* Dataset excerpts:

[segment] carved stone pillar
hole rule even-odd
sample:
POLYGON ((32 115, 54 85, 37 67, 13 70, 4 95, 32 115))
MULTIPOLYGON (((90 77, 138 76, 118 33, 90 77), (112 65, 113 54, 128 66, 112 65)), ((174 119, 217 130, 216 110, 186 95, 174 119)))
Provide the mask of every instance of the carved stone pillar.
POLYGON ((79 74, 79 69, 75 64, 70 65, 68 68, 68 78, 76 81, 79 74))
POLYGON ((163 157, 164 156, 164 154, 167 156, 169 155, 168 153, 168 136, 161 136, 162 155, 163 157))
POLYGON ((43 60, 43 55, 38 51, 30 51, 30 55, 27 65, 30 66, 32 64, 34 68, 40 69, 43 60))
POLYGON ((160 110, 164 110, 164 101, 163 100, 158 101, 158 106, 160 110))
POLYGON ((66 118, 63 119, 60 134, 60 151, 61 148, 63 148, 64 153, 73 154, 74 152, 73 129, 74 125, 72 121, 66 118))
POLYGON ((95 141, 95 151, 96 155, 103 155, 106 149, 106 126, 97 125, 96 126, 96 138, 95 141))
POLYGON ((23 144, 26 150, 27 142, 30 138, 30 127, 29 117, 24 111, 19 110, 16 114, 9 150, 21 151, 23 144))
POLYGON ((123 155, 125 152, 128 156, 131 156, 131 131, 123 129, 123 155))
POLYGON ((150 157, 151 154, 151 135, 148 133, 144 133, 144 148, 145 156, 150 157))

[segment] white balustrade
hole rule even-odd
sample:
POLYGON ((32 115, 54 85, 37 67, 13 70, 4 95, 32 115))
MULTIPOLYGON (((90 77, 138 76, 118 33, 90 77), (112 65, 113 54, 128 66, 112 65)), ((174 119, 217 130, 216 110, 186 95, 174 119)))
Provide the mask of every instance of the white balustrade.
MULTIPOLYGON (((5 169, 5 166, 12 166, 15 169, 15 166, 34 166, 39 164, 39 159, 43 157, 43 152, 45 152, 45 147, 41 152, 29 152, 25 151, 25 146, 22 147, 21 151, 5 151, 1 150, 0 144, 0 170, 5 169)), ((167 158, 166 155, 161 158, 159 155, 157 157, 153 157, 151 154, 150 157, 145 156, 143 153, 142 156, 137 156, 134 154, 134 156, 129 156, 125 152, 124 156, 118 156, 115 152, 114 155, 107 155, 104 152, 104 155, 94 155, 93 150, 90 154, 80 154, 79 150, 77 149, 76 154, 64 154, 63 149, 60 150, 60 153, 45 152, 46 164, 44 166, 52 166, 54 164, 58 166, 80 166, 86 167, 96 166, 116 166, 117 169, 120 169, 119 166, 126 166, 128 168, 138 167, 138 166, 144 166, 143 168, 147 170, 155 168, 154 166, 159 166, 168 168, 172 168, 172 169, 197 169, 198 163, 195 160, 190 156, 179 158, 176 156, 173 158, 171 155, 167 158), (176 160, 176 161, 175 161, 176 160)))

* What the task asks: Can you lay out every line of the data above as a numbered list, leaving out the blank lines?

* Written solution:
1. [segment] carved stone pillar
2. hole rule even-odd
3. sample:
4. POLYGON ((32 115, 54 85, 37 67, 13 70, 4 95, 32 115))
5. MULTIPOLYGON (((90 77, 138 76, 118 33, 90 77), (112 65, 113 54, 128 66, 112 65)), ((174 119, 217 130, 216 110, 186 95, 174 119)))
6. Provide the mask of every instance of the carved stone pillar.
7. POLYGON ((79 74, 79 69, 75 64, 70 65, 68 68, 68 78, 76 81, 79 74))
8. POLYGON ((163 157, 164 156, 164 154, 167 156, 169 155, 168 153, 168 136, 161 136, 162 155, 163 157))
9. POLYGON ((43 60, 43 55, 38 51, 30 51, 30 55, 27 65, 30 66, 32 64, 34 68, 40 69, 43 60))
10. POLYGON ((160 110, 164 110, 164 101, 163 100, 158 101, 158 106, 160 110))
11. POLYGON ((66 118, 63 119, 60 134, 60 151, 61 148, 63 148, 64 153, 73 154, 74 152, 73 129, 74 125, 72 121, 66 118))
12. POLYGON ((95 141, 95 151, 96 155, 103 155, 106 149, 106 126, 97 125, 96 126, 96 138, 95 141))
13. POLYGON ((23 144, 26 150, 27 142, 30 138, 30 127, 29 117, 24 111, 19 110, 16 114, 9 150, 21 151, 23 144))
14. POLYGON ((123 155, 125 152, 128 156, 131 156, 131 131, 123 129, 123 155))
15. POLYGON ((150 157, 151 154, 151 135, 148 133, 144 133, 144 148, 145 156, 150 157))
16. [segment] white balustrade
17. hole rule even-odd
18. sample:
19. POLYGON ((32 115, 54 85, 37 67, 13 70, 4 95, 32 115))
20. MULTIPOLYGON (((90 77, 138 76, 118 33, 90 77), (112 65, 113 54, 128 66, 112 65)), ((174 119, 217 130, 216 110, 186 95, 174 119)))
21. Provide the mask of every instance of the white balustrade.
22. MULTIPOLYGON (((5 169, 5 166, 12 166, 15 169, 15 166, 34 166, 39 164, 39 159, 43 157, 43 152, 45 152, 45 147, 41 152, 29 152, 25 151, 25 146, 22 147, 21 151, 5 151, 1 150, 0 144, 0 170, 5 169)), ((167 158, 166 155, 161 158, 159 155, 157 157, 153 157, 151 154, 150 157, 145 156, 143 153, 142 156, 137 156, 134 154, 134 156, 129 156, 125 152, 124 156, 118 156, 115 152, 114 155, 107 155, 104 152, 104 155, 94 155, 93 150, 90 154, 80 154, 79 150, 77 149, 76 154, 64 154, 63 149, 60 150, 60 153, 45 152, 46 164, 44 166, 52 166, 54 164, 58 166, 80 166, 86 167, 96 166, 116 166, 117 169, 120 169, 119 166, 126 166, 128 168, 138 167, 138 166, 144 166, 143 168, 147 170, 155 168, 154 166, 159 166, 168 168, 172 168, 172 169, 197 169, 198 163, 195 160, 190 156, 179 158, 176 156, 173 158, 171 155, 167 158), (176 160, 176 161, 175 161, 176 160)))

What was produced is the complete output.